> READING TEXT:
□ □ □

At para. 71 of Grant, the Supreme Court outlined the following three lines of inquiry to consider when determining whether the admission of the evidence brings the administration of justice into disrepute:
i. The seriousness of the Charter-infringing state conduct;
ii. The impact of the breach on the Charter-protected interests of the accused; and
iii. Society’s interest in the adjudication of the case on its merits.
[44] With respect to the first line of inquiry, I take into account that it is necessary to consider the seriousness of the police conduct that infringed the Charter and whether the conduct involved ‘misconduct from which the court should be concerned to dissociate itself.’ This conduct must be situated on a spectrum of culpability.
[45] In the present case, Cpl. Grant acted in accordance with his instructions and demonstrated bona fides in his interaction with the Appellant. The arrest certainly involved a detention and that is, in and of itself, serious conduct. However, on a scale of such conduct, it was at the low end. In addition, the search incident to arrest amounted to a pat-down and request for verbal identification. This conduct was minimally intrusive. In the circumstances, this conduct militated in favour of including the evidence.
[46] As noted in Elawad,
The second line of inquiry considers the impact of the breach on the Charter-protected interests of the accused. It asks whether the breach actually undermined the interests protected by the right infringed. The court identifies the interests protected by the infringed right and evaluates the extent to which the breach affected or undermined those interests. Like the first line of inquiry, the second line envisions a sliding scale of conduct, from fleeting, transient or technical to profoundly intrusive or which seriously compromises the interests underlying the right.
[47] In the case at bar, assuming the conduct breached the Charter, it could not have been described as ‘fleeting, transient or technical’, but it also was not ‘profoundly intrusive’. In my view, in the context of the present case, this line of inquiry could best be described as neutral.
[48] Elawad analyses the third line of inquiry as follows:
The third line of the Grant inquiry, which considers society’s interest in the adjudication of the case on its merits, asks whether the truth-seeking function of the criminal trial process would be better served by admission or exclusion of the evidence. While disrepute may result from the exclusion of relevant and reliable evidence, it may also result from admitting evidence that deprives the accused of a fair hearing or amounts to “judicial condonation of unacceptable conduct by the investigatory and prosecutorial agencies”.
Under this third line of inquiry, courts should consider such factors as the reliability of the evidence, the importance of the evidence to the Crown’s case, and the seriousness of the alleged offence. The last factor can cut both ways. While the public has a heightened interest in a determination on the merits where the offence is serious, it also has a vital interest in maintaining a justice system that is above reproach.
[49] Having determined that the conduct in question falls into the low end of the scale pursuant to the first line of inquiry and is neutral when viewed through the lens of the second line of inquiry, it is my view that the evidence would be better served by its admission.
Decision on the Merits
[50] The standard of review on appeal from a trial judge’s decision is set out in Housen v. Nikolaisen, 2002 SCC 33. On questions of fact, the standard of review is palpable and overriding error and, as noted earlier, on questions of law the standard of review is correctness.
[51] Where the issue is a question of fact, the Supreme Court of Canada in R. v. Clark, 2005 SCC 2 stated,
Appellate courts may not interfere with the findings of fact made and the factual inferences drawn by the trial judge, unless they are clearly wrong, unsupported by the evidence or otherwise unreasonable. The imputed error must, moreover, be plainly identified. And it must be shown to have affected the result. “Palpable and overriding error” is a resonant and compendious expression of this well-established norm.

□ □ □

> ACTIVITY:
Answer these from the ruling above:
(a) What did the search incident to arrest consist of?
(b) How does the judge describe the second line of inquiry in this case?
(c) Which case sets out the standard of review on appeal from a trial judge's decision?

> PROVIDED MATERIAL:
□ □ □

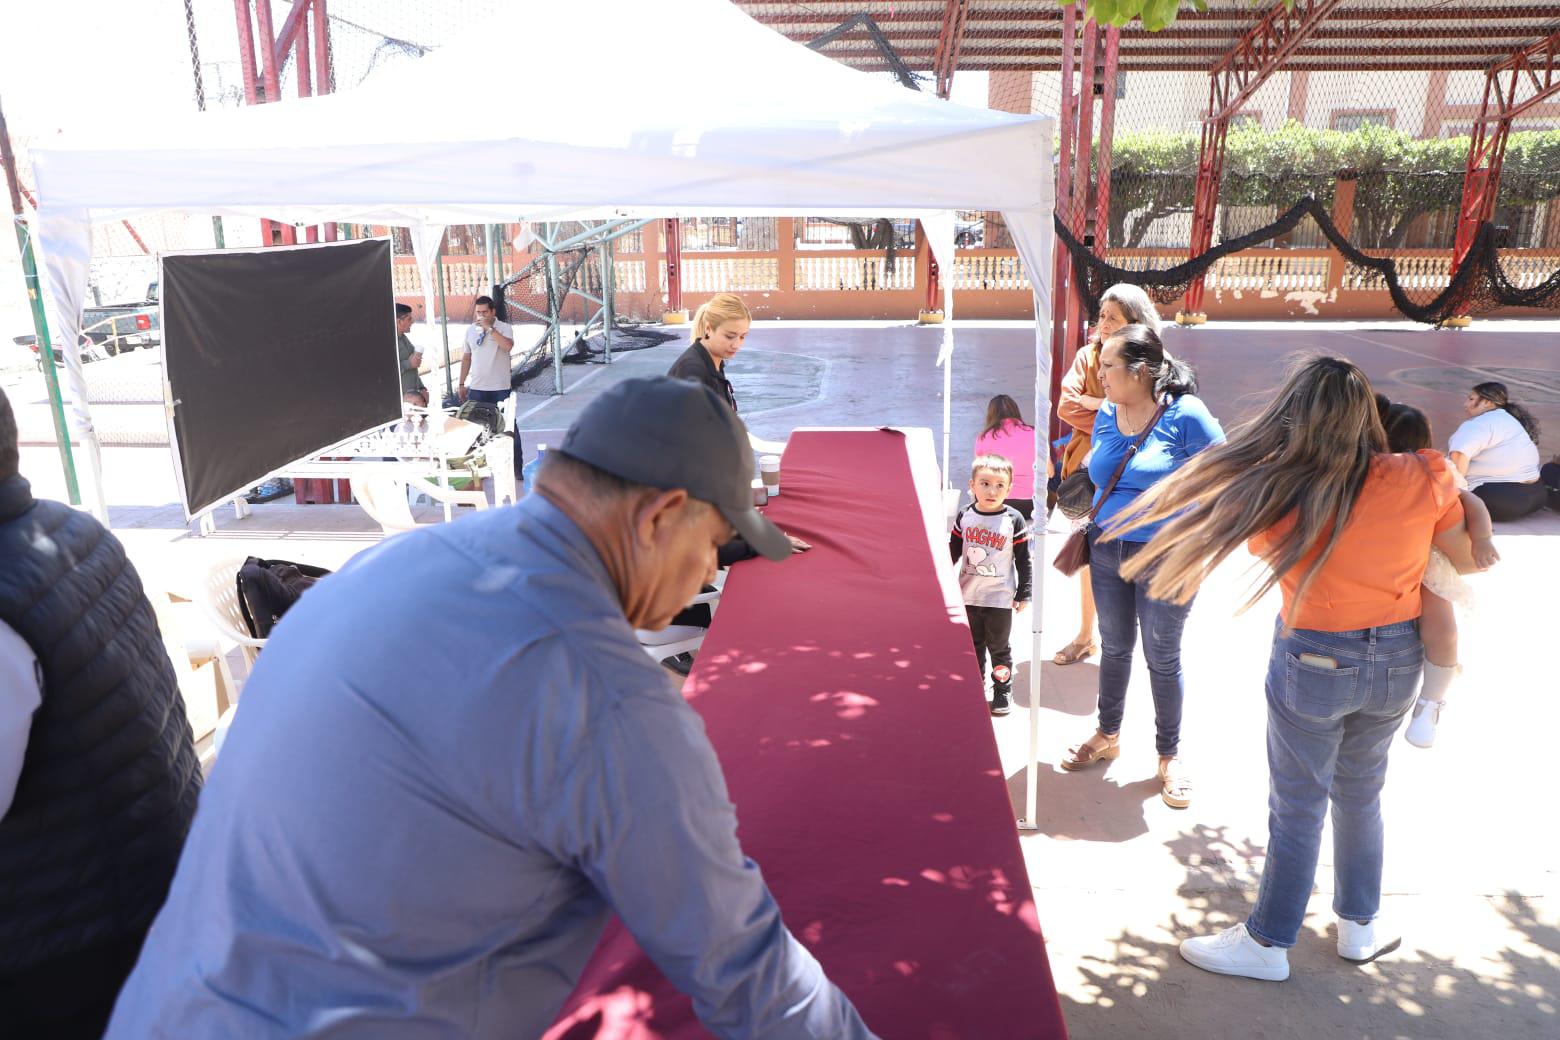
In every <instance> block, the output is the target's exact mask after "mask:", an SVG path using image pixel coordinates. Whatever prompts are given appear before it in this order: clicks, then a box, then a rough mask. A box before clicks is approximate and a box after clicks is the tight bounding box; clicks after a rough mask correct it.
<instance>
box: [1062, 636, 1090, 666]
mask: <svg viewBox="0 0 1560 1040" xmlns="http://www.w3.org/2000/svg"><path fill="white" fill-rule="evenodd" d="M1098 652H1100V646H1098V644H1097V642H1095V641H1094V639H1083V641H1080V639H1073V641H1072V642H1069V644H1067V646H1064V647H1062V649H1061V650H1058V652H1056V656H1053V658H1051V663H1053V664H1076V663H1078V661H1083V660H1084V658H1090V656H1094V655H1095V653H1098Z"/></svg>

□ □ □

> RESPONSE TO THE TASK:
(a) A pat-down and a request for verbal identification.
(b) As neutral.
(c) Housen v. Nikolaisen, 2002 SCC 33.